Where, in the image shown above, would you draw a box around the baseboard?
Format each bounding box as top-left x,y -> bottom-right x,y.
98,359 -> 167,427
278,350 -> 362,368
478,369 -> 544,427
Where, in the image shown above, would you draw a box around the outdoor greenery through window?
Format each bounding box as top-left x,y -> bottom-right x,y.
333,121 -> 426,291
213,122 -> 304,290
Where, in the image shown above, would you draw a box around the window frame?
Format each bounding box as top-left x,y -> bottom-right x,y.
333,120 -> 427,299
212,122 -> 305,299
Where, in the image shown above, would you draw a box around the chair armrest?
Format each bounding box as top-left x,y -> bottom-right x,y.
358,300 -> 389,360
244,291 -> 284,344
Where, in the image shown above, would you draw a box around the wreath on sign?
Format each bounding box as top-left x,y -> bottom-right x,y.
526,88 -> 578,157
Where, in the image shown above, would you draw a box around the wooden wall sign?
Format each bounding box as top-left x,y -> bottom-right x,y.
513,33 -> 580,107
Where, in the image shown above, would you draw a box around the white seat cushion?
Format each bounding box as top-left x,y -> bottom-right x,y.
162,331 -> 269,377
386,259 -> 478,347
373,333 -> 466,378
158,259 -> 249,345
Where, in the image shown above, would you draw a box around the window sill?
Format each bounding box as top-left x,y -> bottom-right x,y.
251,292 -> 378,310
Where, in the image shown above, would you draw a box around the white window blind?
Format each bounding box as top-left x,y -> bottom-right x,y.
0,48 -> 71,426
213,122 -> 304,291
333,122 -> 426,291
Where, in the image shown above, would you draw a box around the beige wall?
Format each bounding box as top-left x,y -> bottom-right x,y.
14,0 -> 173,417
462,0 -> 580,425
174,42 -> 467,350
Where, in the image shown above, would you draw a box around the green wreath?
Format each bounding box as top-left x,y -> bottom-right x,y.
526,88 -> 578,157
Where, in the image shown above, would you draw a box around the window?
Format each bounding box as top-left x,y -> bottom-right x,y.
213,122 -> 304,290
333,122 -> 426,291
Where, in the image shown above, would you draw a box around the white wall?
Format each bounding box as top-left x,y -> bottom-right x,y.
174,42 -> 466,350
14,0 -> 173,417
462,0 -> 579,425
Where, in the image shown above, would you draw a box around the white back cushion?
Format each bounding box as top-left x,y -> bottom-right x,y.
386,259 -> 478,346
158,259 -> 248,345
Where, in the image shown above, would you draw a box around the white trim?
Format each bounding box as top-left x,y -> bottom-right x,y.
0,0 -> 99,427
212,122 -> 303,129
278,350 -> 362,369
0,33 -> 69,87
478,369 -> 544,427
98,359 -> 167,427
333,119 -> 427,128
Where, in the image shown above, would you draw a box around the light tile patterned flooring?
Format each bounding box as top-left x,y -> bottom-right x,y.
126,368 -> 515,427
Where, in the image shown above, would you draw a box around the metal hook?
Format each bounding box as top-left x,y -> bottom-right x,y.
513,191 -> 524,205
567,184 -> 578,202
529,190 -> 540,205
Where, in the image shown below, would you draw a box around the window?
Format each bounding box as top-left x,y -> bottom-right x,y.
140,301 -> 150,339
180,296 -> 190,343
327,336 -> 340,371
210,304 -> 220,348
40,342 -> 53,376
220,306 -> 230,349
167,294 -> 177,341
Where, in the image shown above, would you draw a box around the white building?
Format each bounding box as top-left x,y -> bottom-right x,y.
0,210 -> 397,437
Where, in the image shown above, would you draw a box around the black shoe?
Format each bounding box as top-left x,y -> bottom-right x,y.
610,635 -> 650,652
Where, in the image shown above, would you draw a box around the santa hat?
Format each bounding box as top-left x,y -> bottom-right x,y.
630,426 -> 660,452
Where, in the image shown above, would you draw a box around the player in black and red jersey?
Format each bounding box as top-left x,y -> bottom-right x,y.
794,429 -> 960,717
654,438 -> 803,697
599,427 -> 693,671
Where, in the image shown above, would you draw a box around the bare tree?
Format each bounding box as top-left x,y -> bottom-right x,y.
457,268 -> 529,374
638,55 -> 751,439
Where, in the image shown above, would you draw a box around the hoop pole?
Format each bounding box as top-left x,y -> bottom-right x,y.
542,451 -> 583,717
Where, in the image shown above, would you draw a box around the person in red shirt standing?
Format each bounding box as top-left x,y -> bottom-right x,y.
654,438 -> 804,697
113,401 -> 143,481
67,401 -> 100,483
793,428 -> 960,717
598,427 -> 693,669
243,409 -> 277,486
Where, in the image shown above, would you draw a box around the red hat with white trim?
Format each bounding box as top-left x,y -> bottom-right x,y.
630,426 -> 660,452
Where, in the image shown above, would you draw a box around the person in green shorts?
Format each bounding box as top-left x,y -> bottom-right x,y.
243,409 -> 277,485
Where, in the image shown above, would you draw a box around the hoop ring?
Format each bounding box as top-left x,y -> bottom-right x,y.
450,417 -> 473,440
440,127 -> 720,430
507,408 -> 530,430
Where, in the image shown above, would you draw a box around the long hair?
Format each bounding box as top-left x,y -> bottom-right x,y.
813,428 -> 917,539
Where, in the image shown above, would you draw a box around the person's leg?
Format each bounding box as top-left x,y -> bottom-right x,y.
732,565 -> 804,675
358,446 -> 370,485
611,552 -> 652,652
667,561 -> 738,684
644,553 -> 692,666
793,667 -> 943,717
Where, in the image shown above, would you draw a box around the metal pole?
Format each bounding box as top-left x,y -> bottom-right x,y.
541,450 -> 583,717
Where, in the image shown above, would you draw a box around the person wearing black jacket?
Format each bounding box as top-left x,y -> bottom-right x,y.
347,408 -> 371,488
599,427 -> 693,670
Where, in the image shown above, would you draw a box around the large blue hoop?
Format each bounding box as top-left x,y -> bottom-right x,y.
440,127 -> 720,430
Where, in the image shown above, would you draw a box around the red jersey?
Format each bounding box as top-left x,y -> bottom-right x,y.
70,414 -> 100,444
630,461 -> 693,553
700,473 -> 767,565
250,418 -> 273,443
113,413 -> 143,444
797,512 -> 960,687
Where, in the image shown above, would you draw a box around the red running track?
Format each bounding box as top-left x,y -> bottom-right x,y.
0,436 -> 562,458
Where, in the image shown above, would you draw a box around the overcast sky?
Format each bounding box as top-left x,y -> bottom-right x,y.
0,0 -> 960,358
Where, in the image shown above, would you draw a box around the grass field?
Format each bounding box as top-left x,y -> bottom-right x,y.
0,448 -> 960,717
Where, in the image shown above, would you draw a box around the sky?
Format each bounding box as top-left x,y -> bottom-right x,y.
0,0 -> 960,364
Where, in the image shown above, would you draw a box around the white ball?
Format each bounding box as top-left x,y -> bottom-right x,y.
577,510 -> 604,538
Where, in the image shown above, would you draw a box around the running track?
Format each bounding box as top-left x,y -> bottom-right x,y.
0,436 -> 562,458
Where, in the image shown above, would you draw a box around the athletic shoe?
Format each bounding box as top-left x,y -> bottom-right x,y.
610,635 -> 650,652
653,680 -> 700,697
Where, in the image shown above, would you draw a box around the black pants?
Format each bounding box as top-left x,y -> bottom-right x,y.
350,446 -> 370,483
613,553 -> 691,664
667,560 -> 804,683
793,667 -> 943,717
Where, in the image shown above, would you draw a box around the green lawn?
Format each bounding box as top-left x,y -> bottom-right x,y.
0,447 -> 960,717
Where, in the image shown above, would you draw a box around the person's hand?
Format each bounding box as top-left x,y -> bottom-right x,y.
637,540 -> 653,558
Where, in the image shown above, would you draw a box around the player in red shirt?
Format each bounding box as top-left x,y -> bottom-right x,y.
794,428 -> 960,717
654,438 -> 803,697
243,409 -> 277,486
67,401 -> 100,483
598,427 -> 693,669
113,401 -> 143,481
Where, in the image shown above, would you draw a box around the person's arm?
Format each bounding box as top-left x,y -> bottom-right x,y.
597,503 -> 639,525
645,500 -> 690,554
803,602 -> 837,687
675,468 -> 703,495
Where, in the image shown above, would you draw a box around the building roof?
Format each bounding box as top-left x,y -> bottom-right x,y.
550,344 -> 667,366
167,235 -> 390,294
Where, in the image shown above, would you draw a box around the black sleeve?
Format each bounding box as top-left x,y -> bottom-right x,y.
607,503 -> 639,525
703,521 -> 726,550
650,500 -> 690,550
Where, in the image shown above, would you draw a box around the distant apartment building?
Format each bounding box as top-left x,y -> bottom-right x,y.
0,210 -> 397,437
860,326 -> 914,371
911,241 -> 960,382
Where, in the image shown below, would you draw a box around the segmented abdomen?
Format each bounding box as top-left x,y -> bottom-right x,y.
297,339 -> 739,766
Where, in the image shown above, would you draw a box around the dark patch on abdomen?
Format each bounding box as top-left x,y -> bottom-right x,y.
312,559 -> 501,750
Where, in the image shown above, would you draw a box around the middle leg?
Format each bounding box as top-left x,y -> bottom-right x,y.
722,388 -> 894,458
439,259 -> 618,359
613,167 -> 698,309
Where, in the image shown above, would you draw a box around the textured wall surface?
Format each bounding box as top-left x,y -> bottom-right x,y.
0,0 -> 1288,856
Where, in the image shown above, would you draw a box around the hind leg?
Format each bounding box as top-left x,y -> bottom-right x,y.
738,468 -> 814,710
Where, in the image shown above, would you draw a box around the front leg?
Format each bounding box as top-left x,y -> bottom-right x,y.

● ● ●

→ **Task prompt**: Write out again, word for word, the lines from the records above that begin with the line containing "textured wall surface?" and end with the line containing "0,0 -> 1288,856".

→ **Worked solution**:
Where, in the image shown above, would you draw a box around the textured wall surface?
Format each bounding box as top-left x,y -> bottom-right x,y.
0,0 -> 1288,856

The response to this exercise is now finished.